Extracted information —
-=-=-
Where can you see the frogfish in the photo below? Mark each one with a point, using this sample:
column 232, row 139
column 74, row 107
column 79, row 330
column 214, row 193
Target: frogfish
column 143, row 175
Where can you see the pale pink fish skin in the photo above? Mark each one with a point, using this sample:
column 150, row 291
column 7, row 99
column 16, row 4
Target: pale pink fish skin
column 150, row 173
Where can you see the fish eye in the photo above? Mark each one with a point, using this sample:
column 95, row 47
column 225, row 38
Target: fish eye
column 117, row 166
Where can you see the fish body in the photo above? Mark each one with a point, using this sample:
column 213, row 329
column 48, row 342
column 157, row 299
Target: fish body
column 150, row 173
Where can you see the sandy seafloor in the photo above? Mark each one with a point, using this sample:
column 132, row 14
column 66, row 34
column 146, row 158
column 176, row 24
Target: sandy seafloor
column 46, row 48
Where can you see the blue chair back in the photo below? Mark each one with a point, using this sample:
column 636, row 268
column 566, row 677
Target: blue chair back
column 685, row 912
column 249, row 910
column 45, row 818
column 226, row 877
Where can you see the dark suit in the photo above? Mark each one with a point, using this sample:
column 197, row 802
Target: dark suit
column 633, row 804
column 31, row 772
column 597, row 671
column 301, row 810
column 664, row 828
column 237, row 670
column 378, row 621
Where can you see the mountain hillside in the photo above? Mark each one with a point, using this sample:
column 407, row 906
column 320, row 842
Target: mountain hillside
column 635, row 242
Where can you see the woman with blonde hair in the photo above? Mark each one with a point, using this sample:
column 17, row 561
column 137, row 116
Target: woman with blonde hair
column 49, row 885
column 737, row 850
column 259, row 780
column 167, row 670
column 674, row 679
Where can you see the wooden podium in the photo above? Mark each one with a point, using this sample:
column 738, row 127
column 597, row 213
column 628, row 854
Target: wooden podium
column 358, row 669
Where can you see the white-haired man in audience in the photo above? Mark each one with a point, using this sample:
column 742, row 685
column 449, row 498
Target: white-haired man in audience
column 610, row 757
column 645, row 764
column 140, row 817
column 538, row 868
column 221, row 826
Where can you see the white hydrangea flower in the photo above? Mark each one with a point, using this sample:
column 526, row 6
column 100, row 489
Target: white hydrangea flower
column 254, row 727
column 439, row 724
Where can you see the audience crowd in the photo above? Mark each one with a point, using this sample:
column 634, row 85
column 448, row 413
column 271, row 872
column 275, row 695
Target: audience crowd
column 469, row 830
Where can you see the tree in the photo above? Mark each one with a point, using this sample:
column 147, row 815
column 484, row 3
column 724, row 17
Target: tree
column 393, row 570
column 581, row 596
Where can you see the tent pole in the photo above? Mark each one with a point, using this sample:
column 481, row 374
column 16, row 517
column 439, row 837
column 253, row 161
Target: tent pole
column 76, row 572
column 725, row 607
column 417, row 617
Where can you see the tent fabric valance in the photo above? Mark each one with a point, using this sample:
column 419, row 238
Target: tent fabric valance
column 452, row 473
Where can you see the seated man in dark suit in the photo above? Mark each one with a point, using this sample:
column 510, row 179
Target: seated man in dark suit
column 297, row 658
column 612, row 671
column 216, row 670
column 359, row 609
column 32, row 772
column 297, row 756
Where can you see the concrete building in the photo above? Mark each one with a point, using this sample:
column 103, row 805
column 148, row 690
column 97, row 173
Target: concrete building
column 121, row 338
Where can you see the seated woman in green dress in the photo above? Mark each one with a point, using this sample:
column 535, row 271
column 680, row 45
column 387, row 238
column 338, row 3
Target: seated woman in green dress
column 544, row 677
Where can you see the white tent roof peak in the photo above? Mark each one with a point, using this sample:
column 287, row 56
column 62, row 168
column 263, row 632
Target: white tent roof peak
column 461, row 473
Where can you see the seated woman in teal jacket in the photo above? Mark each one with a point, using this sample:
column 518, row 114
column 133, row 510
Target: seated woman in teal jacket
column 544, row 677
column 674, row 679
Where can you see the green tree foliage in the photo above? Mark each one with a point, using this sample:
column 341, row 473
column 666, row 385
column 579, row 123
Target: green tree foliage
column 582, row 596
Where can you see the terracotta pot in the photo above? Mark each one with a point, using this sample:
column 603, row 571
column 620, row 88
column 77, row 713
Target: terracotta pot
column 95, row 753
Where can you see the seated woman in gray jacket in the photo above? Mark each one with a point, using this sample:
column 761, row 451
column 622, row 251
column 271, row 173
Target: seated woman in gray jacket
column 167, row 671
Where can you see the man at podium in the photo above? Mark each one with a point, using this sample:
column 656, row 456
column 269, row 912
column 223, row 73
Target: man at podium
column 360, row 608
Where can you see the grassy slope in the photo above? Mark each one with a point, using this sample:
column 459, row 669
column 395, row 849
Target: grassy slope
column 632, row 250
-=-=-
Exercise goal — Please transcribe only the portion of the material that starts at the line containing "column 666, row 385" and runs through its last line, inclusive, exactly as given.

Expected answer —
column 666, row 385
column 579, row 123
Target: green tree foliage
column 582, row 596
Where can you see the terracotta pot in the photo above? Mark each one with a point, using this sample:
column 603, row 571
column 620, row 88
column 77, row 713
Target: terracotta pot
column 95, row 753
Where can you see the seated woman in gray jacket in the photo above? Mark each one with a point, using this sample:
column 761, row 451
column 622, row 251
column 271, row 173
Target: seated woman in gray jacket
column 167, row 671
Where can you see the man at podium in the photo above? Mark each one with a point, using this sample:
column 656, row 456
column 269, row 912
column 223, row 73
Target: man at podium
column 360, row 608
Where can you see the grassy slope in the photo above? Mark each one with a point, using this sample:
column 459, row 669
column 395, row 849
Target: grassy slope
column 632, row 250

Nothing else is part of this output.